═══ Records to process ═══
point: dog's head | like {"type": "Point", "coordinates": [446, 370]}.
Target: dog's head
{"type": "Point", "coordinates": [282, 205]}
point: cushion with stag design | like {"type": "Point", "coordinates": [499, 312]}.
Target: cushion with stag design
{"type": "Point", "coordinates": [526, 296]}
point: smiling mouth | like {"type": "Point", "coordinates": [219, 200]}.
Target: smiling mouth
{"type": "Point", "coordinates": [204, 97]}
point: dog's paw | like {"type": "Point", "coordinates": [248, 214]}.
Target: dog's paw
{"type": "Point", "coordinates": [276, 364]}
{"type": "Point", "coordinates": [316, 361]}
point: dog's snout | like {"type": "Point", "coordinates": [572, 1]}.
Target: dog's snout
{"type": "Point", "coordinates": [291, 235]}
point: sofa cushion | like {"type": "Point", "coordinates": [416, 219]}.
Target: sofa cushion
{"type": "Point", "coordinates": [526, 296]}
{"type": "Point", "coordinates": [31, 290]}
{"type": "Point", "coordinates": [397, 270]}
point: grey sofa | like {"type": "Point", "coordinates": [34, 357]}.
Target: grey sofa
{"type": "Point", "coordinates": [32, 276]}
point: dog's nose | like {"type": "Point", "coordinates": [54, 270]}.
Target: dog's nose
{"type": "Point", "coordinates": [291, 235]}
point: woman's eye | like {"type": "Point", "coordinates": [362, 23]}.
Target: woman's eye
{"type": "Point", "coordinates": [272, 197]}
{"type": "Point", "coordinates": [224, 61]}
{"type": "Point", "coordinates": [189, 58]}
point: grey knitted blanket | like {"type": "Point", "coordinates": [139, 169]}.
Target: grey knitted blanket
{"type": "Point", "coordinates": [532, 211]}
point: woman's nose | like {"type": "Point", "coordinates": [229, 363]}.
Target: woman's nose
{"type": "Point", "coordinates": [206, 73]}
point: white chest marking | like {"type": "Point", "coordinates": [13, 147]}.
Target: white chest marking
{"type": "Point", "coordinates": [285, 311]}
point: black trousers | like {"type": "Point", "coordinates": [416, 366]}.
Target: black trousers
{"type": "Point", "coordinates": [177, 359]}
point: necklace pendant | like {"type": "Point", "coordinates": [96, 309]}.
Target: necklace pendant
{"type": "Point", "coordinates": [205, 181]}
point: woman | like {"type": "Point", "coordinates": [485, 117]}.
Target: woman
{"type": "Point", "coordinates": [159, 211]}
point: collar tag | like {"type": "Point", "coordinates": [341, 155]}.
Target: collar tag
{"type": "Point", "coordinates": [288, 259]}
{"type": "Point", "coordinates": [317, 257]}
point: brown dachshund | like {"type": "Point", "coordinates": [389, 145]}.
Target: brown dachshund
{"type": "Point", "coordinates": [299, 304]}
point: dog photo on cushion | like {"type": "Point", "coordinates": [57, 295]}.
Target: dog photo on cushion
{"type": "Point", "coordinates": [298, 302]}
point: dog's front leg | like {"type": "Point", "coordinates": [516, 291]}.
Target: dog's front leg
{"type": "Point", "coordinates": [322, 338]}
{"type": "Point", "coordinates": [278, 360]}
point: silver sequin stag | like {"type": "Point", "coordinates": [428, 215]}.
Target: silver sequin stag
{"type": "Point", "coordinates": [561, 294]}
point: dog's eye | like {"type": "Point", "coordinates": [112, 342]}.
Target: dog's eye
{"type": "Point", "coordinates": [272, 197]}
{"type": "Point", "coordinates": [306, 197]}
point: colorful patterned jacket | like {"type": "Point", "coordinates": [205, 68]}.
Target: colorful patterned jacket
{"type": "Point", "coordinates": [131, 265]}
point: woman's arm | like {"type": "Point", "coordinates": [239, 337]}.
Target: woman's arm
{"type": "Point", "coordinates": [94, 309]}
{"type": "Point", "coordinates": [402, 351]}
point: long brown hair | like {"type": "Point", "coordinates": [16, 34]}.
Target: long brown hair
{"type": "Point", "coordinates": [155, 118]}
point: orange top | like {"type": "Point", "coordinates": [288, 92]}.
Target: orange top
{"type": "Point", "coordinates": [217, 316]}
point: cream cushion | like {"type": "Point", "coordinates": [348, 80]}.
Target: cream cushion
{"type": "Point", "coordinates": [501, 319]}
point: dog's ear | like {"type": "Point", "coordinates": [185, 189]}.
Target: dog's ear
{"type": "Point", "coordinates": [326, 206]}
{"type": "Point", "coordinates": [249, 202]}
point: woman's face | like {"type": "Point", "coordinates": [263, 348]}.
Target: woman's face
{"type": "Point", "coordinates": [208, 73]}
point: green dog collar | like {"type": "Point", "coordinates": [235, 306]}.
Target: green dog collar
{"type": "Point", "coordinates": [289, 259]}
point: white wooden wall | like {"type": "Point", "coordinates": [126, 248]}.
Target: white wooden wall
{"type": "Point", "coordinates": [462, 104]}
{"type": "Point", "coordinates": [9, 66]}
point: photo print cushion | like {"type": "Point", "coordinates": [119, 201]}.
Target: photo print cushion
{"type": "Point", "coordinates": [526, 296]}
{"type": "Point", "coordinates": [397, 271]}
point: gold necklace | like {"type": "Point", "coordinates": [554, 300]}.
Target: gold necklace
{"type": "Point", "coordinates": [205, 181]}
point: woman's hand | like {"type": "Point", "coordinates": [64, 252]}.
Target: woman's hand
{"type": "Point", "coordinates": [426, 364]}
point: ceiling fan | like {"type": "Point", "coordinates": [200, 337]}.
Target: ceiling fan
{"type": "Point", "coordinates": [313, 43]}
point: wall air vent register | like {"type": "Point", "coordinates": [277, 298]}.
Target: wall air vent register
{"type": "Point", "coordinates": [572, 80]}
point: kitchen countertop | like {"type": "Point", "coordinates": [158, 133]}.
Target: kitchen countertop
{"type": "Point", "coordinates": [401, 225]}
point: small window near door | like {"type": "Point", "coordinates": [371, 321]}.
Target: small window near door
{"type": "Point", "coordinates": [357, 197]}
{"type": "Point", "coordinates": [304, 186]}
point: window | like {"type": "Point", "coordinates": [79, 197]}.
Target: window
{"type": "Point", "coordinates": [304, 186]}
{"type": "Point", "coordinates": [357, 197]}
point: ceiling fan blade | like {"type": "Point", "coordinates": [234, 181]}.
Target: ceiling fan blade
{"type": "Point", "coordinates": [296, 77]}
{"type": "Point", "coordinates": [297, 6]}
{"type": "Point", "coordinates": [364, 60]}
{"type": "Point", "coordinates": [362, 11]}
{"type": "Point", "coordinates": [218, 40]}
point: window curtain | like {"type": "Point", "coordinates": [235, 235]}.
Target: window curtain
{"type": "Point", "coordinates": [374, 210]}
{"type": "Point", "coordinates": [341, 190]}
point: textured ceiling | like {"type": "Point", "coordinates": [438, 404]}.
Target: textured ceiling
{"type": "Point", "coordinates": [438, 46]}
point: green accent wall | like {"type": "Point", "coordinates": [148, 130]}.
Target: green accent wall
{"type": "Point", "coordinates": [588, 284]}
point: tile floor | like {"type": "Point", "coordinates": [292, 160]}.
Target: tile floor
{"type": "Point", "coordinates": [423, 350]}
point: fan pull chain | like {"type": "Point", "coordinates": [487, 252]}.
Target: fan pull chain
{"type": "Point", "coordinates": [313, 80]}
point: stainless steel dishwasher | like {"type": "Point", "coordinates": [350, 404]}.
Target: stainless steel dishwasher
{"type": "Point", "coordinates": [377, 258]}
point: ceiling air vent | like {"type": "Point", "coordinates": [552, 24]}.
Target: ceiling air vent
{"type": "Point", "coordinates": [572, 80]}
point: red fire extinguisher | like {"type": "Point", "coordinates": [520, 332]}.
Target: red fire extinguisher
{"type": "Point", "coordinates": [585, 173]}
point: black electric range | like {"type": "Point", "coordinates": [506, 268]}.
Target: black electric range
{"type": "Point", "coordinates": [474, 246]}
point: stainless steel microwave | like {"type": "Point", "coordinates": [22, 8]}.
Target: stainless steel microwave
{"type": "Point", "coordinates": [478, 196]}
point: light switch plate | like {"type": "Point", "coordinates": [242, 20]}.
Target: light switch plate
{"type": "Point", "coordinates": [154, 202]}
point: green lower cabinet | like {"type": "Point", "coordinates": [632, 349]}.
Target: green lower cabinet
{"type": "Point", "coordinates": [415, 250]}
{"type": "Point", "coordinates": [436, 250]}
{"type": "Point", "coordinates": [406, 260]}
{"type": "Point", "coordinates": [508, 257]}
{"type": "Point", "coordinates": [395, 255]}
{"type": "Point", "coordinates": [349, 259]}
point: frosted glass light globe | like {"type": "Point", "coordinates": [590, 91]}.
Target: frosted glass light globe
═══
Task prompt →
Across the listing above, how many lines include the string "glass"? Answer with a single number.

Exercise result →
2